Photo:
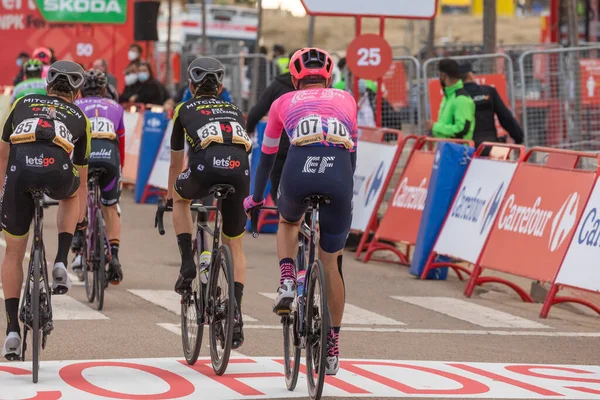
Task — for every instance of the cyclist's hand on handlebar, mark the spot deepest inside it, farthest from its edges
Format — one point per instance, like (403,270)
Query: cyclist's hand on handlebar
(250,204)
------------------------------------------------
> **Instruction**
Rewrite every line of the material above as a JSON list of strings, with one string per line. Skip blank lines and leave the pictures out.

> **Correct result**
[
  "Photo:",
  "Task — for every instance of the cyclist's hand on handlebar, mark the spot deepest inside it, farthest from its edges",
  "Format — one point per instance, like (403,270)",
  "Query: cyclist's hand on handlebar",
  "(250,204)"
]